• Top Projects – 1st Place Mixed-Use, Daily Journal of Commerce
  • 2021 Excellence in Engineering Award – $10-40M Category, Structural Engineers Association of Oregon (SEAO)


  • Completion: November 20, 2020
  • Size: 110,000 square feet
  • Units: 70 barrier-free units; studio, one- and two-bedroom options
  • Location: 3450 N Williams Ave, Portland, Oregon 90702
  • Owner: Hoosiers Corporation and Kaiser Group, Inc.
  • Architect: Path Architecture
  • Developer: Kaiser Group, Inc.
  • General Contractor: R&H Construction
  • Structural Engineer: Catena Consulting Engineers

Located in North Portland’s Williams District, The Canyons is a one-of-a-kind mixed-use development offering a vibrant urban lifestyle for residents of all ages and abilities. Designed with sustainability and accessibility in mind, The Canyons was constructed using cross-laminated timber and is home to barrier-free living units, ample building amenities, a unique central atrium, an underground parking structure and more.

Nestled between NE Ivy and NE Fremont on N Williams Avenue, the 110,000 s.f. development is essentially two buildings, united by a six-story open-air atrium featuring zig-zagging CLT corridors, hence its name: The Canyons. In addition to residential units and ground-floor retail space, The Canyons also features The Alley, an 11-unit commercial marketplace designed to unite building residents, community members and local small businesses in one central location.

Designed with Residents in Mind

Unique in design, The Canyons elegantly combines eco-friendly construction with accessible design, aimed at meeting the unique needs of both active adults and those with limited mobility. Ben Kaiser, owner and principal at Kaiser + Path, was motivated by his father to create a fully accessible building that exists within Portland’s urban core.

Assigned task » According to the text about The Canyons, what unites the development's two buildings? The items after this text are separate material that is unrelated to it.

Material shown »
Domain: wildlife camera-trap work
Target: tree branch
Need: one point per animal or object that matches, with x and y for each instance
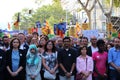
(87, 3)
(101, 6)
(111, 6)
(94, 3)
(82, 5)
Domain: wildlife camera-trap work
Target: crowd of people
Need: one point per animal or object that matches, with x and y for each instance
(36, 57)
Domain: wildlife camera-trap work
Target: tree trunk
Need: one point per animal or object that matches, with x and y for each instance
(89, 18)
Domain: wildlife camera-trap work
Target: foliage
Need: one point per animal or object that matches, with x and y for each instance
(116, 3)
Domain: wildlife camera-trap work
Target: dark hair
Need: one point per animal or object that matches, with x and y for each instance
(85, 38)
(11, 43)
(53, 49)
(35, 33)
(66, 38)
(99, 42)
(83, 47)
(4, 37)
(44, 38)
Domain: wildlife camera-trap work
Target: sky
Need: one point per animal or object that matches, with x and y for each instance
(9, 7)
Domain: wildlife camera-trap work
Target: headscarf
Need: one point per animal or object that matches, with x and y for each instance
(32, 58)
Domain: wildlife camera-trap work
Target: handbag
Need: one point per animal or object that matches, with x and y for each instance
(79, 76)
(48, 75)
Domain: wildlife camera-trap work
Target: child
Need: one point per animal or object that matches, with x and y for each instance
(33, 63)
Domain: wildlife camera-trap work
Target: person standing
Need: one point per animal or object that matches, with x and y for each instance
(66, 61)
(2, 64)
(100, 61)
(114, 60)
(33, 63)
(87, 62)
(15, 61)
(49, 59)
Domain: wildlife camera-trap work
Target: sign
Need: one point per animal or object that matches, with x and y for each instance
(109, 26)
(89, 33)
(38, 24)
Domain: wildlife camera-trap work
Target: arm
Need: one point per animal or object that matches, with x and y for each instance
(62, 67)
(19, 69)
(56, 66)
(78, 65)
(44, 64)
(8, 68)
(73, 67)
(90, 67)
(38, 67)
(28, 72)
(2, 67)
(110, 60)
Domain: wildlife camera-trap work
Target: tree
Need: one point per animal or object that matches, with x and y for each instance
(116, 3)
(88, 11)
(107, 13)
(52, 13)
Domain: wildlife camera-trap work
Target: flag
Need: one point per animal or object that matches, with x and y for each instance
(16, 23)
(8, 26)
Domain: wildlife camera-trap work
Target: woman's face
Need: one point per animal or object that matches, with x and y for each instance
(32, 50)
(49, 46)
(42, 41)
(15, 43)
(83, 51)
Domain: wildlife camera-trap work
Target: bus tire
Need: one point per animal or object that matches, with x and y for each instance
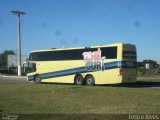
(78, 80)
(37, 79)
(89, 80)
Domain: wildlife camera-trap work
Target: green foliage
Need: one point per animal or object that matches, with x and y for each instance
(3, 58)
(69, 99)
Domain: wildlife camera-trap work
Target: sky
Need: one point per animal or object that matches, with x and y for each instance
(77, 23)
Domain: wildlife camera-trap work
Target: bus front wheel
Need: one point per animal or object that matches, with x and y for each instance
(37, 79)
(79, 80)
(89, 80)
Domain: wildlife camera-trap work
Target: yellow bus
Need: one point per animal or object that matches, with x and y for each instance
(102, 64)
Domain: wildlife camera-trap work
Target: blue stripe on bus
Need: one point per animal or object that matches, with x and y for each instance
(110, 65)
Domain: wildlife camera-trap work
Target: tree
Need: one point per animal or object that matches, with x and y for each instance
(3, 58)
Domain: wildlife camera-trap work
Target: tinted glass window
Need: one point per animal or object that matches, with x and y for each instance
(109, 52)
(129, 55)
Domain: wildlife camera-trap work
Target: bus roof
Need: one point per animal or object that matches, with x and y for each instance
(94, 46)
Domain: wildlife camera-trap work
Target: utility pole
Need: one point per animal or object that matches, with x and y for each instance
(19, 13)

Completed task » A six-story open-air atrium with zig-zagging CLT corridors.